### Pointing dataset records
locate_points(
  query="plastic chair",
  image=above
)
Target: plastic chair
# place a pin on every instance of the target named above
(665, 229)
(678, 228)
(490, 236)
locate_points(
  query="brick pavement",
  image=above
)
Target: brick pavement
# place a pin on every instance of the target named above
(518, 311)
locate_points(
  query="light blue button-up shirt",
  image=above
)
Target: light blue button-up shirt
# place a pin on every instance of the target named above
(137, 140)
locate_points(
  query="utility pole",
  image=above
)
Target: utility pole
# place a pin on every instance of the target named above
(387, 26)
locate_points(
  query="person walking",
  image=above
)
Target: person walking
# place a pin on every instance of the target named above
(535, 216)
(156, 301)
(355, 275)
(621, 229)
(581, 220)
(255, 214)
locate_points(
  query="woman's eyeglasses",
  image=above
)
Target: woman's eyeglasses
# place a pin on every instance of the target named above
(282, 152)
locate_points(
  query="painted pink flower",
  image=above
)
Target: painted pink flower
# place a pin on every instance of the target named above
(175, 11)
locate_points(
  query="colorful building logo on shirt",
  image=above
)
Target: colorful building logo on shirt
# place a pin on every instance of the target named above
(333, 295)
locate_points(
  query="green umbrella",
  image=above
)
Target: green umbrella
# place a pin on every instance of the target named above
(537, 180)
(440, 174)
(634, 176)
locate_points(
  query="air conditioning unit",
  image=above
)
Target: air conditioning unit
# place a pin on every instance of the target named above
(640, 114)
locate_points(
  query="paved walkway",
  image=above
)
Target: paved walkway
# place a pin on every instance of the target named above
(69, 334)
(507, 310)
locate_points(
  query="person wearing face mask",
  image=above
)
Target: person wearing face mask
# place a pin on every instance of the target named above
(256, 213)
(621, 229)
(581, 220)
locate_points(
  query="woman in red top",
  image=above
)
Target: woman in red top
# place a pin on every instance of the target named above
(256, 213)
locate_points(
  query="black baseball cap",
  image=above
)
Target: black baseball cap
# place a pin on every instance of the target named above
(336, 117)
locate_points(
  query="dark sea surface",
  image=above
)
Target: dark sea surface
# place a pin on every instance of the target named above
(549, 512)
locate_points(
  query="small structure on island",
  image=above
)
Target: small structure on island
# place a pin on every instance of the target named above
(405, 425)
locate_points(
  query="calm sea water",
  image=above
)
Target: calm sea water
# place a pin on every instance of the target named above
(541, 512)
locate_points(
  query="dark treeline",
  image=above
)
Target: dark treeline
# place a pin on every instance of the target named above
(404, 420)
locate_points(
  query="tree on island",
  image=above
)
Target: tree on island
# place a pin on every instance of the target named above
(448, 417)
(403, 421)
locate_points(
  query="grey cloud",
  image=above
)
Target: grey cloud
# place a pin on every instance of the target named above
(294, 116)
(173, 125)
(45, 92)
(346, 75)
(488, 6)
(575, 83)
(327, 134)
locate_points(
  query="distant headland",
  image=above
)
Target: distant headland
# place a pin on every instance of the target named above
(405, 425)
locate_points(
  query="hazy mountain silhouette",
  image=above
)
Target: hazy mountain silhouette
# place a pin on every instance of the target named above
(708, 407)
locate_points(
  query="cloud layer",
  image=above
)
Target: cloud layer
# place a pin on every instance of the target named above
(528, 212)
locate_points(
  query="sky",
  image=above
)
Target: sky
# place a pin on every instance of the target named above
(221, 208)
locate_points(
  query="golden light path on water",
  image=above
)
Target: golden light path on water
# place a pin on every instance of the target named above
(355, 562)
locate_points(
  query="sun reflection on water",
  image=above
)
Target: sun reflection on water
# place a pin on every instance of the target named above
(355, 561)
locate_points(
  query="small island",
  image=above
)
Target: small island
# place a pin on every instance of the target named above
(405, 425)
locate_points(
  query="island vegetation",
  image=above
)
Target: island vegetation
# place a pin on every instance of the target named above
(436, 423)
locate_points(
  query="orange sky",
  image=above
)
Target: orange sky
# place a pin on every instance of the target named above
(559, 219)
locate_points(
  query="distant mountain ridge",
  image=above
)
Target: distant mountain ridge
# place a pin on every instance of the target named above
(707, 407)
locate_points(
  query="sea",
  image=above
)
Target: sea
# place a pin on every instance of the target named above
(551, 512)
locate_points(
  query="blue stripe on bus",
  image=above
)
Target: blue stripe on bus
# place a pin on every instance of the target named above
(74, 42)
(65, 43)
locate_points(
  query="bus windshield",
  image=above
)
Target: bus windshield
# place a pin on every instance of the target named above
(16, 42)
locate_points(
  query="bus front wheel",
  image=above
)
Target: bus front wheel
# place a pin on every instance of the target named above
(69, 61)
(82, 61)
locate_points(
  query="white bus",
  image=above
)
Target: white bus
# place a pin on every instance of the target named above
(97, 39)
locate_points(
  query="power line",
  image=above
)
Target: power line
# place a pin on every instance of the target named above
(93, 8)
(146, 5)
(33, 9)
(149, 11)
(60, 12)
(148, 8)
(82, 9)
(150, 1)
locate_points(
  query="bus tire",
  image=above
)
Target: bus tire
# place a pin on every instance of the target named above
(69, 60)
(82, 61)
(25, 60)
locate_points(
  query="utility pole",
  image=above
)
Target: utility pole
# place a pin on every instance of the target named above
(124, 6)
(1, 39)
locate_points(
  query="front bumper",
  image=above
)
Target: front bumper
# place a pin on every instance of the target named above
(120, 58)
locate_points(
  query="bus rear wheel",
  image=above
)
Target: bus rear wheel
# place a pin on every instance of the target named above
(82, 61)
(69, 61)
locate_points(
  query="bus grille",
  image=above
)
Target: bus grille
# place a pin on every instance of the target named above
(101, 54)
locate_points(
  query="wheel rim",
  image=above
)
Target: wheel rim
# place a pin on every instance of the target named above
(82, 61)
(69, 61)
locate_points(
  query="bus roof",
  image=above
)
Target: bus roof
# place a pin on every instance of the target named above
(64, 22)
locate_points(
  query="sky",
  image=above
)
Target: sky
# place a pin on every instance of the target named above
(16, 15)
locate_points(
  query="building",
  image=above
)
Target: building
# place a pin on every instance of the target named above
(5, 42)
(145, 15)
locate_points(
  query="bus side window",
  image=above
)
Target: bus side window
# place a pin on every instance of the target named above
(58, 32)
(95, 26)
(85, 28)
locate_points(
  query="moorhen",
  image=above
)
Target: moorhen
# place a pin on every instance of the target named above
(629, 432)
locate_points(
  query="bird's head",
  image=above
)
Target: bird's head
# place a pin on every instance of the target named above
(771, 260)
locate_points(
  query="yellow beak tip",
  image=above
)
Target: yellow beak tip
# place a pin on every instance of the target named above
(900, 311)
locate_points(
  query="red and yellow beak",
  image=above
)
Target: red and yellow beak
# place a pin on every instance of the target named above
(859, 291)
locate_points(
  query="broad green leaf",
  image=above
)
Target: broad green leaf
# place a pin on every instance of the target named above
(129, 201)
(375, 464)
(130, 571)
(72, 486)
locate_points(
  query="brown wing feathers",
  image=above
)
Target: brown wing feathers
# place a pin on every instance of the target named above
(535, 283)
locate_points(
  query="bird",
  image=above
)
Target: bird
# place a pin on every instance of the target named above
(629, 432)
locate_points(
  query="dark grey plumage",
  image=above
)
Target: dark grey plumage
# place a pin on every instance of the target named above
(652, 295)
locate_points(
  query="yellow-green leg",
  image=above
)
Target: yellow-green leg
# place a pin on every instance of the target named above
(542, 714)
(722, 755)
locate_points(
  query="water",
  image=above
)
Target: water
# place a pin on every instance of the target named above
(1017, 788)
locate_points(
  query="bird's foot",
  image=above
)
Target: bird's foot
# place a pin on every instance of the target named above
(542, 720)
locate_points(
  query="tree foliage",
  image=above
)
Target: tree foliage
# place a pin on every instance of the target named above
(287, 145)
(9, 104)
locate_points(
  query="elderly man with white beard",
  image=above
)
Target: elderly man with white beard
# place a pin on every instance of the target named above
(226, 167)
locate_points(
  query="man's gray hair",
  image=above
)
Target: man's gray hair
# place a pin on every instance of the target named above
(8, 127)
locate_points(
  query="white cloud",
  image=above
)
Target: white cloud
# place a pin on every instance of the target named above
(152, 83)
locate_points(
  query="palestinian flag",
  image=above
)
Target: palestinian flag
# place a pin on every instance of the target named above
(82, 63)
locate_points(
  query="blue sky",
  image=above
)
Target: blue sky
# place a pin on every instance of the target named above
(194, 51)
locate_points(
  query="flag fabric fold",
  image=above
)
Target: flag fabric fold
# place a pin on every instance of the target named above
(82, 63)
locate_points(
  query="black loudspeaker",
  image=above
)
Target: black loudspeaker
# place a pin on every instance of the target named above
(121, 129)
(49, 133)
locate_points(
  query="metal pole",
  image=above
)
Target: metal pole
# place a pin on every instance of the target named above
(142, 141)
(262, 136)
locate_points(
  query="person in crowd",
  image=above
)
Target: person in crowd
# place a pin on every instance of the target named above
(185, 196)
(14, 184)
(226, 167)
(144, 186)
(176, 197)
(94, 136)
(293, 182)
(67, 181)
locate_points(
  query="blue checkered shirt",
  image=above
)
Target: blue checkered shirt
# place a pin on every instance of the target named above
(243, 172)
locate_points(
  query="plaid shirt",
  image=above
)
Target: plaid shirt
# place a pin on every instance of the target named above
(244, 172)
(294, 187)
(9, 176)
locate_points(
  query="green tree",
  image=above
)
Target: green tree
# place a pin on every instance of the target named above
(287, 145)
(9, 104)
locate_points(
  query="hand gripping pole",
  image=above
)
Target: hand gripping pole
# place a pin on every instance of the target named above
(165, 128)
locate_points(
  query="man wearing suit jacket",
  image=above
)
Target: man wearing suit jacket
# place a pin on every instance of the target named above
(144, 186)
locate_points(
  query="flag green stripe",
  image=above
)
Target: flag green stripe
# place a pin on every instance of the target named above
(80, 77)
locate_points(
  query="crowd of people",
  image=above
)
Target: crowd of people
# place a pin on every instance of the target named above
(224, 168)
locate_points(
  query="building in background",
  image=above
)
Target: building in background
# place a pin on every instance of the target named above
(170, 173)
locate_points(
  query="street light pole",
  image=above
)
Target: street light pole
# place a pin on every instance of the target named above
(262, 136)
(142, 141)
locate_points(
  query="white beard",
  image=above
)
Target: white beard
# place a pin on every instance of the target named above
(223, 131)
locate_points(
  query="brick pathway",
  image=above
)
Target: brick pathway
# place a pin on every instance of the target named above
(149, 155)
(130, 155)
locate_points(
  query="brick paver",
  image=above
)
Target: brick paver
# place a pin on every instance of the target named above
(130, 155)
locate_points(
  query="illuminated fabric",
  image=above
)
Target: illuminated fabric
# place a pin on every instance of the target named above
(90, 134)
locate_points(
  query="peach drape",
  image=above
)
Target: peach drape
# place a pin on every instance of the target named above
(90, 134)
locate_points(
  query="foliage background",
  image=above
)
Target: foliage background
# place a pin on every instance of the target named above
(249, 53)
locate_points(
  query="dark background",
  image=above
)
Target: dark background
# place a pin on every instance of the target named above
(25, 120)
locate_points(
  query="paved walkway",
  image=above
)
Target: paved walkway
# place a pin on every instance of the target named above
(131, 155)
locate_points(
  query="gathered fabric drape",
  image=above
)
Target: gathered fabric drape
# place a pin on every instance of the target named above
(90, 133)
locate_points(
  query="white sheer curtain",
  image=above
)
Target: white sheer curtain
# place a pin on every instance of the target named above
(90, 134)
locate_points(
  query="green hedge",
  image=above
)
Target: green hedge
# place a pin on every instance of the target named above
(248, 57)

### EXERCISE
Extract every line of the records above that contains the word "fold".

### RESULT OF THE EXERCISE
  query="flag fabric fold",
Target: flag fabric fold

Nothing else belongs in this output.